Pointing lines:
* Start *

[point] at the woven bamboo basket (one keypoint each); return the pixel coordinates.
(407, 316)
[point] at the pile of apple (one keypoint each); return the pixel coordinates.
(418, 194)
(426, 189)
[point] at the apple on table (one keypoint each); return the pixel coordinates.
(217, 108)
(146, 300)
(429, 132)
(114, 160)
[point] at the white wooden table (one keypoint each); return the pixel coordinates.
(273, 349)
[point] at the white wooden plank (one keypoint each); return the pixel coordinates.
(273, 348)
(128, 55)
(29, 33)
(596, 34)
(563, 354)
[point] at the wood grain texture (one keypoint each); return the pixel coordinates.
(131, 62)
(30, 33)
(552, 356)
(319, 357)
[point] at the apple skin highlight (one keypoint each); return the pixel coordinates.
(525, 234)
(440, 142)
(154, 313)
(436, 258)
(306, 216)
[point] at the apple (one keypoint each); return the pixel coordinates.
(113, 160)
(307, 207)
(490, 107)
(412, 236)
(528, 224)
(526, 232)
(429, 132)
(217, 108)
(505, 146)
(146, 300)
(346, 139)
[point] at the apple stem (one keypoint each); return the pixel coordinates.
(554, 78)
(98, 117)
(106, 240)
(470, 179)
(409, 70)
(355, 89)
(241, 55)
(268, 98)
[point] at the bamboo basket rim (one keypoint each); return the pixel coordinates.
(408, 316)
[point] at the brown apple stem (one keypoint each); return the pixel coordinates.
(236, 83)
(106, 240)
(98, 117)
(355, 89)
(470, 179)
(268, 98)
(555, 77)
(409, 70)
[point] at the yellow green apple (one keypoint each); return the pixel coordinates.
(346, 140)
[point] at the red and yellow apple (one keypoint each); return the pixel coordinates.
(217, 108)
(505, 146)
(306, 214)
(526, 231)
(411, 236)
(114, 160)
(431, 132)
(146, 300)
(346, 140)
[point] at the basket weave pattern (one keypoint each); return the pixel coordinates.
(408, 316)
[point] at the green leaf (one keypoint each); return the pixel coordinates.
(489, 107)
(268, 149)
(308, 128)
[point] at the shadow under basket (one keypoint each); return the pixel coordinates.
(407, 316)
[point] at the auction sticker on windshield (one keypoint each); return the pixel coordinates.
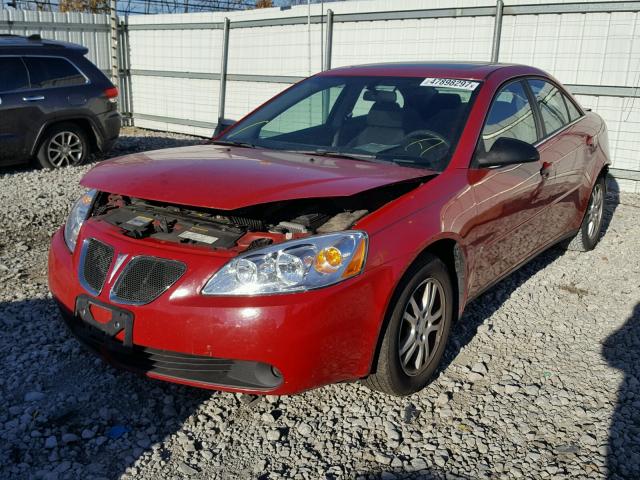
(450, 82)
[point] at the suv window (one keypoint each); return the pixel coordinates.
(510, 116)
(552, 107)
(13, 74)
(48, 72)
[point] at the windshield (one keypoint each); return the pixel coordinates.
(414, 122)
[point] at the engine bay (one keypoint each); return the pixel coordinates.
(242, 229)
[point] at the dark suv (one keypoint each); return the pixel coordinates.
(55, 105)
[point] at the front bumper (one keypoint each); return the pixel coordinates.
(309, 339)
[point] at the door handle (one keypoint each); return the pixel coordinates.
(545, 170)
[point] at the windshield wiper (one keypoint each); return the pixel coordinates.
(336, 154)
(231, 143)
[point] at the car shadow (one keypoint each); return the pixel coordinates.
(478, 311)
(621, 350)
(397, 474)
(125, 145)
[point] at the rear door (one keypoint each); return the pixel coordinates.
(562, 149)
(15, 114)
(56, 84)
(511, 200)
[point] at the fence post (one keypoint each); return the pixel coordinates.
(125, 72)
(223, 75)
(113, 34)
(497, 31)
(329, 41)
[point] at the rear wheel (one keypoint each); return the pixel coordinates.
(589, 234)
(63, 145)
(417, 331)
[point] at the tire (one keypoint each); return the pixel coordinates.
(65, 144)
(398, 370)
(591, 228)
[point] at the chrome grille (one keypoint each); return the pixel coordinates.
(95, 260)
(145, 278)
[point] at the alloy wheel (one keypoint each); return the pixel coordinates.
(64, 149)
(421, 326)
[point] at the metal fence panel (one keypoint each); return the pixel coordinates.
(172, 63)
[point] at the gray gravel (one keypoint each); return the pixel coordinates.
(541, 380)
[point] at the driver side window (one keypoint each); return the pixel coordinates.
(510, 116)
(308, 113)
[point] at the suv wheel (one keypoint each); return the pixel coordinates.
(63, 145)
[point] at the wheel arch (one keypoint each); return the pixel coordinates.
(83, 122)
(449, 250)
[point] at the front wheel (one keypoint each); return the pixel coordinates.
(417, 331)
(590, 229)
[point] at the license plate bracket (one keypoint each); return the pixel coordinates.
(121, 319)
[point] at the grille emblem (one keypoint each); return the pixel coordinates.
(144, 279)
(95, 260)
(120, 259)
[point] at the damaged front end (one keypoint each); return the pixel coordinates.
(242, 229)
(279, 247)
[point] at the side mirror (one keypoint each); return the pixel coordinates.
(222, 125)
(508, 151)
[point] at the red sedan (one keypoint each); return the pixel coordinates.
(333, 234)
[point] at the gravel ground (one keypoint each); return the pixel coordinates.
(541, 380)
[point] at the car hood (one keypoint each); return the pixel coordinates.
(228, 178)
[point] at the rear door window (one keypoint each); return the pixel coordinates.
(552, 106)
(574, 113)
(13, 74)
(50, 72)
(510, 116)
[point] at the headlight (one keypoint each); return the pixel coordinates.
(292, 266)
(77, 217)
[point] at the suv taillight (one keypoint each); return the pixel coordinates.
(111, 93)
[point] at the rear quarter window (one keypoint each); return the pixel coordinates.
(13, 74)
(50, 72)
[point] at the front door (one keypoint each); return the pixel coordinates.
(511, 200)
(14, 83)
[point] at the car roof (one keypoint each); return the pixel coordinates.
(21, 43)
(466, 70)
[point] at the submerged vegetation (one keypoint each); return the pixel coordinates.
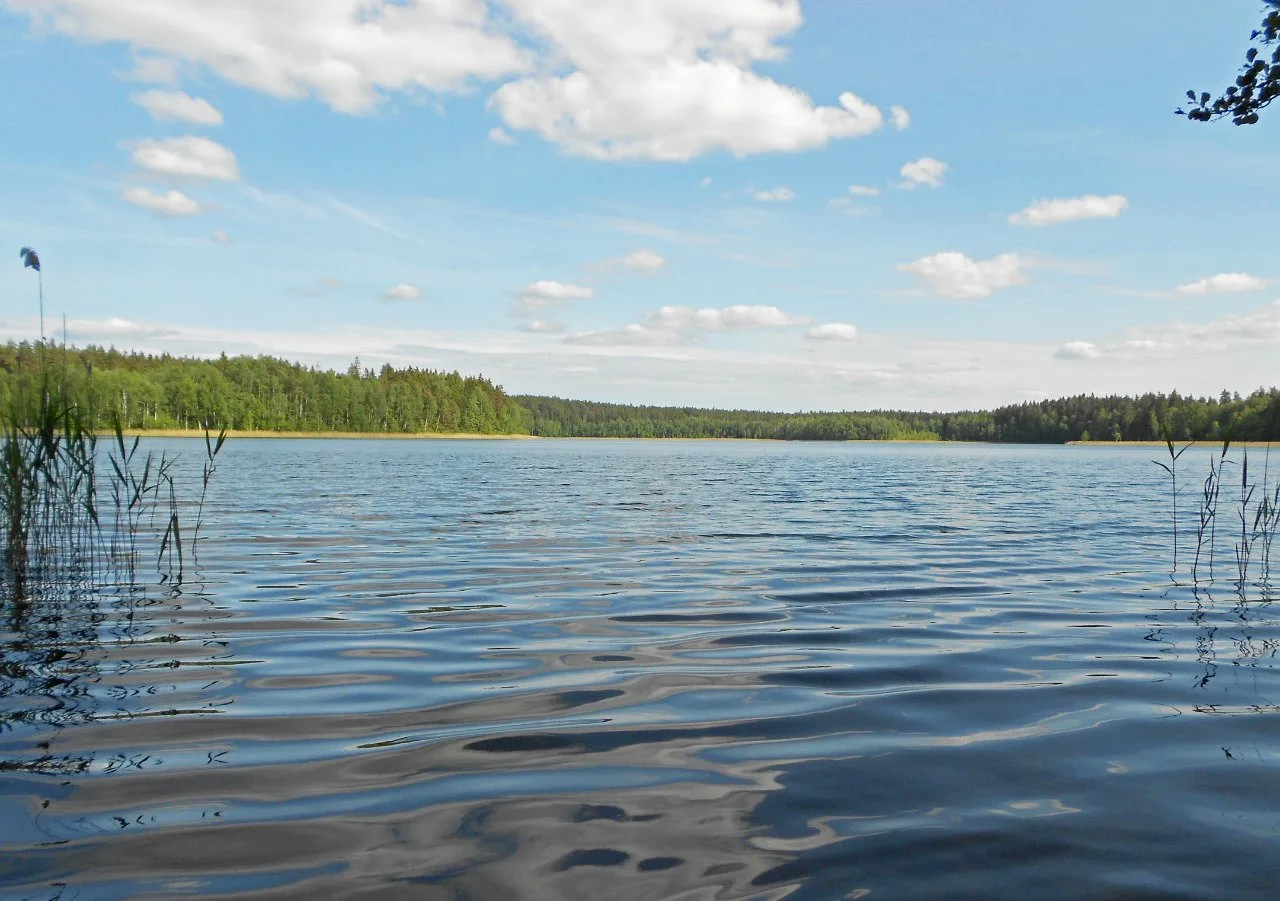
(73, 521)
(1252, 511)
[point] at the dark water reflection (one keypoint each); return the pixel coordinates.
(653, 671)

* End *

### [Objective]
Can you write out all the lines again with "return the pixel coordinates" changed to "give the pixel coordinates" and everything else left as it is? Omit the pictures.

### [Task result]
[point] at the woven bamboo basket (one keypoint each); give the pixel coordinates.
(407, 316)
[point] at the pile of apple (one keypoint each); give the pixel coordinates.
(418, 194)
(426, 189)
[point] at the apple on table (one keypoint each); give the pixel coordinates.
(217, 108)
(146, 300)
(429, 132)
(114, 160)
[point] at the white wooden table (one keypoint each); give the pixel coordinates.
(273, 349)
[point] at the white wooden plank (one keypoint each); give the pixel coordinates.
(273, 348)
(128, 55)
(29, 33)
(596, 34)
(563, 354)
[point] at the wood grain texture (one keypoint each); give the pixel coordinates.
(131, 62)
(30, 33)
(552, 356)
(319, 357)
[point] at the apple skin highlight (one keypoint each); give the pixel coordinates.
(525, 234)
(440, 142)
(154, 313)
(436, 258)
(306, 216)
[point] at the apple (one keypoint each); give the pixel coordinates.
(113, 160)
(307, 207)
(490, 107)
(412, 236)
(528, 224)
(526, 232)
(429, 132)
(217, 108)
(505, 146)
(146, 300)
(346, 139)
[point] at the apple stem (one keypoint each); give the pixel coordinates.
(554, 78)
(98, 117)
(106, 240)
(470, 179)
(409, 70)
(355, 89)
(241, 55)
(268, 98)
[point] at the bamboo basket rim (one keypoint each); give the pixel coordinates.
(408, 316)
[point] at the brown apple stem (one keypoint each); give the pixel coordinates.
(236, 83)
(106, 240)
(98, 117)
(355, 89)
(470, 179)
(268, 98)
(555, 77)
(409, 70)
[point] at the yellow green apple (one keypoint each); give the pixel coordinates.
(346, 140)
[point] at the red and yellow apple (one keypoint each); give the pixel coordinates.
(217, 108)
(505, 146)
(306, 214)
(526, 231)
(411, 236)
(114, 160)
(431, 132)
(146, 300)
(346, 140)
[point] at the basket weave pattern (one keypoint each); give the pixel coordinates.
(408, 316)
[point] at the green leaf (one keypoint each); give the pixel coordinates.
(489, 107)
(268, 149)
(308, 128)
[point] at the shadow under basket (one keypoint each); give the pixel coordinates.
(407, 316)
[point] at the auction sticker on windshield (one keypoint each); give the pixel coordinates.
(450, 82)
[point] at the suv window (one keypoint each); give the pixel coordinates.
(510, 116)
(552, 107)
(13, 74)
(48, 72)
[point] at the windshield (one keypoint each); give the pixel coordinates.
(414, 122)
[point] at the engine bay (one keypoint each); give the pixel coordinates.
(242, 229)
[point] at the dark suv (one keypoint each); give the pixel coordinates.
(55, 105)
[point] at the front bumper (one keypoint each); give the pixel coordinates.
(309, 339)
[point] at the door handle (one keypoint each); give the pixel coordinates.
(545, 170)
[point] at the windshield wiper (one keypoint each); give the pixel coordinates.
(336, 154)
(231, 143)
[point] at the car shadow (one keypoint each); give the pixel coordinates.
(478, 311)
(621, 350)
(397, 474)
(125, 145)
[point] at the rear door (one keypoint each); give the pixel coordinates.
(562, 149)
(15, 114)
(56, 84)
(511, 200)
[point] at the fence post (one keypoint each); give the pixel coordinates.
(125, 72)
(223, 75)
(113, 34)
(497, 31)
(329, 41)
[point] at the rear wheel (one keypoint each); give the pixel coordinates.
(589, 234)
(63, 145)
(417, 331)
[point] at the tire (one keypoint each); give the pixel coordinates.
(65, 144)
(398, 370)
(591, 228)
[point] at the chrome grille (one keypoint each); give the pixel coordinates.
(95, 260)
(145, 278)
[point] at the alloy wheel (one keypoint each); give the pixel coordinates.
(64, 149)
(421, 326)
[point] at the metal fence panel (one keypoint each); give the pixel coordinates.
(172, 63)
[point] at the gray gravel (one keypoint each); give the pixel coordinates.
(541, 380)
[point] at the driver side window (one keypoint each); give the pixel coordinates.
(510, 116)
(308, 113)
[point] at the suv wheel (one keypoint each); give the pixel coordinates.
(63, 145)
[point] at the wheel arch (one keypoint each); give the pixel coordinates.
(83, 122)
(449, 250)
[point] at the front wheel (one keypoint each); give the pixel coordinates.
(417, 331)
(590, 229)
[point] at the license plate bracket (one keypoint each); give the pixel coordinates.
(121, 319)
[point] at the grille emblem (one keypoint each); give the pixel coordinates.
(144, 279)
(95, 260)
(120, 259)
[point] at the damaged front end (one keypoint each); give the pixel coordinates.
(242, 229)
(279, 247)
[point] at the side mirror (one keypoint each); give the pixel coordinates.
(222, 125)
(508, 151)
[point] at the red sedan (one keypoint each); give the pixel coordinates.
(333, 234)
[point] at the gravel ground (one keypoint each); give the pixel coordinates.
(541, 380)
[point] at the car hood (one keypoint each); give the pixel coordinates.
(228, 178)
[point] at the rear door window (one keypoint each); give the pixel coordinates.
(552, 106)
(574, 113)
(13, 74)
(50, 72)
(510, 116)
[point] at the headlight (one keypoint each); give the pixel coordinates.
(292, 266)
(77, 217)
[point] at the suv taillight (one keypoint each); give the pixel coordinates.
(111, 93)
[point] at the rear quarter window (one keypoint each); give the pixel coordinates.
(13, 74)
(50, 72)
[point] at the front door (one keypoint each); give the pixel coordinates.
(511, 200)
(14, 83)
[point] at the car roof (one keypoint each); give the pixel coordinates.
(21, 43)
(466, 70)
[point] at the submerged vegetation (one keypoint each); give the pixel coordinates.
(73, 521)
(1252, 511)
[point] at the dark water reflection (one keypoint each); give the pixel coordinates.
(653, 671)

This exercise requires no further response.